_Direction_
Shift every coordinate in the answers by adding 128 to it, and write out again all the lines running from the start of the records through the line containing "M 132 60 L 133", with both ends included and the requests kept in.

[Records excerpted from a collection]
════════════════════
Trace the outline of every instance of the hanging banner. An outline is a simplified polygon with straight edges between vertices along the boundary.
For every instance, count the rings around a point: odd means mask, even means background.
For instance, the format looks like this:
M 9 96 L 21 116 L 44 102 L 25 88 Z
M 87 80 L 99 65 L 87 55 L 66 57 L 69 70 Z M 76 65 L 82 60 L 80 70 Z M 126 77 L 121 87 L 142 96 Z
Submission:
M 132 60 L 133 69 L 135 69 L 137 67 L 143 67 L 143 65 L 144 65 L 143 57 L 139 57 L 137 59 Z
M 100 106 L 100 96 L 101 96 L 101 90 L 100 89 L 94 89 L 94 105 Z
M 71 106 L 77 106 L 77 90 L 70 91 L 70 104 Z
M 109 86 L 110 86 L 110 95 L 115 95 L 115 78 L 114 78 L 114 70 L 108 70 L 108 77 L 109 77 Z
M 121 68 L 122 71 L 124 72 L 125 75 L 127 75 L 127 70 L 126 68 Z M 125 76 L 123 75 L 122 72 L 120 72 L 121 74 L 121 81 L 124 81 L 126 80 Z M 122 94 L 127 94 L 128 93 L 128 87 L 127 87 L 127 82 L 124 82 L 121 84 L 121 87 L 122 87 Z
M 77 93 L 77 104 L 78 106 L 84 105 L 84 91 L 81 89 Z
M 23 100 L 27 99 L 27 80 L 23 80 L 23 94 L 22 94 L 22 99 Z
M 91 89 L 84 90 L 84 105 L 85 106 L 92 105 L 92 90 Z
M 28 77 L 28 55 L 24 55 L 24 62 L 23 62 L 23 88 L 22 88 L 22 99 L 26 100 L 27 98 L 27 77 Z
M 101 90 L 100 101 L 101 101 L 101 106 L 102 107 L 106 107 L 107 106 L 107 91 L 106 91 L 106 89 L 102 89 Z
════════════════════
_Expected output_
Trace the outline of every instance of the hanging banner. An outline is a simplified polygon with straight edges between vertices along the boundary.
For every instance, count the rings around a point: odd means mask, even means background.
For instance, the format looks like this:
M 9 96 L 21 116 L 44 102 L 25 88 Z
M 87 80 L 99 65 L 87 55 L 66 57 L 69 70 Z M 76 65 L 82 60 L 80 70 Z M 126 77 L 121 87 L 142 96 Z
Submission:
M 260 188 L 261 197 L 263 197 L 265 195 L 271 195 L 271 193 L 272 193 L 271 185 L 267 185 L 265 187 Z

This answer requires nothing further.